* WHAT YOU SHOULD DO: Rewrite the rows below, changing each "pixel values" to "integer values" and leaving every other part as it stands.

Extracted records:
※

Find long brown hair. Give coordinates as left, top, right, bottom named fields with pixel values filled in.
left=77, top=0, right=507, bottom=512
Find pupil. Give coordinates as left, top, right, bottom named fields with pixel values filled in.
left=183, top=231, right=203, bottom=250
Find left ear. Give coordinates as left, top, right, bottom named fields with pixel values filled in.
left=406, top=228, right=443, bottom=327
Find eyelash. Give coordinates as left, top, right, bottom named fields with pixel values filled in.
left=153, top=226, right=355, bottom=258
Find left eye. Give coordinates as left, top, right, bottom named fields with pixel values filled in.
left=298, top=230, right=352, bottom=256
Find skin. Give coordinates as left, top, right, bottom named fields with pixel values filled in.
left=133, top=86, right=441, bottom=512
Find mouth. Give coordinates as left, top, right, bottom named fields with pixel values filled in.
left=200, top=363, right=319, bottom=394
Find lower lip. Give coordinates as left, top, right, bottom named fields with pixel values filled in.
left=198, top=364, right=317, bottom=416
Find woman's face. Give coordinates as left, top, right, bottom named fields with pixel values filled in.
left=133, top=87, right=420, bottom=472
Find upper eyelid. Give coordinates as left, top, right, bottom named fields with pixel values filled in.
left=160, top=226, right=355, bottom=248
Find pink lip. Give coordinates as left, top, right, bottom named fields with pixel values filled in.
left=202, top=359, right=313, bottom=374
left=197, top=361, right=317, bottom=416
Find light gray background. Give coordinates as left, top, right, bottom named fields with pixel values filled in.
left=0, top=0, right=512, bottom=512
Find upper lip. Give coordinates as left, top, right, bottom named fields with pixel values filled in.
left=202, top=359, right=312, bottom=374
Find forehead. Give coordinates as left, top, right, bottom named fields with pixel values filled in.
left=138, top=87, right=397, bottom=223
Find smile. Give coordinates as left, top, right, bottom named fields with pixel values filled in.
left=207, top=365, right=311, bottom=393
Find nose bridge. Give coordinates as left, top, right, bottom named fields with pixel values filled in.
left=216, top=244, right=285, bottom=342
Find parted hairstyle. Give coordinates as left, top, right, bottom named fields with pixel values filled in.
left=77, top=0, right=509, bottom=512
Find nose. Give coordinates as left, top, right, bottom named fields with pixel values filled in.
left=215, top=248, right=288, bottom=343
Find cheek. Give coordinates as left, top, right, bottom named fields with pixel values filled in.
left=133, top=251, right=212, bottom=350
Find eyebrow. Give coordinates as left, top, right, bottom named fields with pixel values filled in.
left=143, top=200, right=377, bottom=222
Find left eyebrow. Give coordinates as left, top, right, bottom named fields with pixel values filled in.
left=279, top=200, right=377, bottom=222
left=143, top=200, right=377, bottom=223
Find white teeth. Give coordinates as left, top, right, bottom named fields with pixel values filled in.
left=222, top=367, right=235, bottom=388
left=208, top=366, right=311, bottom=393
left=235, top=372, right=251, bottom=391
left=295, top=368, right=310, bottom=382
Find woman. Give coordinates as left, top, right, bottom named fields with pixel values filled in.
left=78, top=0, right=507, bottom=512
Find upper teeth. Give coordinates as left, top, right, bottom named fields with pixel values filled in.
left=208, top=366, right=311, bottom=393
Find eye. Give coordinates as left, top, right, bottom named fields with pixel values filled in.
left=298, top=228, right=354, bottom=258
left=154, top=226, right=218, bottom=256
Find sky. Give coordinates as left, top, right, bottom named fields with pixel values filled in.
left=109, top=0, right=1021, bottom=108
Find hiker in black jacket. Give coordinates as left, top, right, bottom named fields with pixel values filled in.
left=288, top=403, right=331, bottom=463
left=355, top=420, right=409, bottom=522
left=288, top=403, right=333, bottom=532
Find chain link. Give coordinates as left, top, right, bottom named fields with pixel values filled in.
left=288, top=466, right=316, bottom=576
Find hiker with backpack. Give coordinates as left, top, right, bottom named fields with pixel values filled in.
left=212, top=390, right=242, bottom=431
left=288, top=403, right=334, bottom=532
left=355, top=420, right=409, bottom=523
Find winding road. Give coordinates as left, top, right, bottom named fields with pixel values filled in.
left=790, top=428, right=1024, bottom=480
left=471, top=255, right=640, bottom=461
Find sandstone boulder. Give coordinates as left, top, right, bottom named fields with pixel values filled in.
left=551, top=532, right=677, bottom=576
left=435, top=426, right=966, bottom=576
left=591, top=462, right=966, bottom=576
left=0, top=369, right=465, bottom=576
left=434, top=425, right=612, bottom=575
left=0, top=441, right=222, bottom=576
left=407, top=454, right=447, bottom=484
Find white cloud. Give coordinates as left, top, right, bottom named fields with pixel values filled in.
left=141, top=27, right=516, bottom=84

※

* ANSWER FOR THIS EXERCISE:
Find long brown hair. Give coordinates as left, top, right, bottom named fields with integer values filled in.
left=77, top=0, right=507, bottom=512
Find pupil. Give coordinates as left, top, right, bottom named fields with integer values filled in.
left=183, top=231, right=203, bottom=250
Find left ear. Give coordinates as left, top, right, bottom named fields with integer values filled in.
left=406, top=228, right=443, bottom=327
Find eyelash. Give coordinates as left, top, right, bottom named fields with integer values filled in.
left=153, top=226, right=355, bottom=258
Find left eye. Give coordinates as left, top, right, bottom named fields with integer values filled in.
left=298, top=230, right=352, bottom=256
Find skin. Give coordinates as left, top, right, bottom named fields with integer values filled in.
left=133, top=86, right=441, bottom=512
Find mouth. Give coordinates as left, top, right, bottom named fields with integer values filled in.
left=200, top=363, right=319, bottom=394
Find lower lip. Give coordinates as left, top, right, bottom named fields with integer values filled in.
left=198, top=364, right=317, bottom=416
Find woman's face. Give coordinates as left, top, right, bottom named fields with integer values filled in.
left=133, top=87, right=420, bottom=472
Find upper eyelid. Give coordinates as left, top, right, bottom named fields with integer values filled in.
left=160, top=226, right=355, bottom=248
Find pink lip. Give coordinates as left, top, right, bottom named fields with integer values filled in.
left=202, top=359, right=313, bottom=374
left=197, top=361, right=317, bottom=416
Find light gray background. Give coordinates as left, top, right, bottom named fields with integer values filled in.
left=0, top=0, right=512, bottom=512
Find upper lip. Give coordinates as left, top, right, bottom named fields with integer values filled in.
left=202, top=359, right=312, bottom=374
Find forehead. Give coordinates as left, top, right, bottom named fields with integer values filled in.
left=138, top=87, right=397, bottom=223
Find smile. Give coordinates as left, top, right, bottom named fields with integer values filled in.
left=207, top=365, right=311, bottom=393
Find nose bridge. Give coordinates as left, top, right, bottom named fields with integer values filled in.
left=216, top=244, right=285, bottom=342
Find parted hairstyle. Give coordinates as left, top, right, bottom named fields with integer values filled in.
left=77, top=0, right=509, bottom=512
Find nose. Give coordinates as left, top, right, bottom named fields with integer values filled in.
left=215, top=248, right=288, bottom=343
Find cheek. Give coordinates as left, top, right, bottom named fields with integer values filled in.
left=133, top=251, right=212, bottom=350
Find eyebrow. Give coordinates as left, top, right, bottom named fields with integer values filled in.
left=143, top=200, right=377, bottom=222
Find left eyebrow. Give coordinates as left, top, right, bottom named fields with integer values filled in.
left=279, top=200, right=377, bottom=222
left=143, top=200, right=377, bottom=223
Find white teeth. Give coordinates as left, top, right, bottom named fields with integer values filled in.
left=222, top=367, right=235, bottom=388
left=208, top=366, right=311, bottom=393
left=235, top=372, right=251, bottom=391
left=295, top=368, right=310, bottom=382
Find woman. Give coordinates as left, top, right, bottom named fields with integer values filled in.
left=78, top=0, right=507, bottom=512
Find upper teeth. Give coordinates as left, top, right, bottom named fields with integer values filled in.
left=208, top=366, right=311, bottom=393
Find eye. Give coordinates as left, top, right, bottom named fields with integer values filled in.
left=298, top=228, right=354, bottom=258
left=154, top=226, right=218, bottom=256
Find sky. Give coordinates as left, top, right, bottom named fields with integer values filled in.
left=109, top=0, right=1021, bottom=108
Find hiker in black jacket. Give coordinates as left, top, right, bottom named fields with integer values filled in.
left=288, top=403, right=331, bottom=463
left=355, top=420, right=409, bottom=522
left=288, top=403, right=333, bottom=532
Find chain link. Give coordinates as left, top, right, bottom named fields with integer values filled in.
left=288, top=466, right=316, bottom=576
Find hiker with backpack. Give coordinates as left, top, right, bottom named fields with integer values filled in.
left=212, top=390, right=242, bottom=431
left=288, top=403, right=334, bottom=532
left=355, top=420, right=409, bottom=523
Find winding road. Give coordinates as left, top, right, bottom named fields with integer values filled in.
left=790, top=428, right=1024, bottom=480
left=471, top=255, right=640, bottom=461
Find sandstone boulder. Give coordinates as left, top, right, bottom named fields with integer values filled in.
left=551, top=532, right=677, bottom=576
left=435, top=426, right=966, bottom=576
left=591, top=462, right=966, bottom=576
left=0, top=369, right=465, bottom=576
left=434, top=425, right=612, bottom=575
left=0, top=441, right=222, bottom=576
left=407, top=454, right=447, bottom=484
Find white cloud. Give coordinates as left, top, right, bottom named fields with integer values filled in.
left=141, top=27, right=516, bottom=84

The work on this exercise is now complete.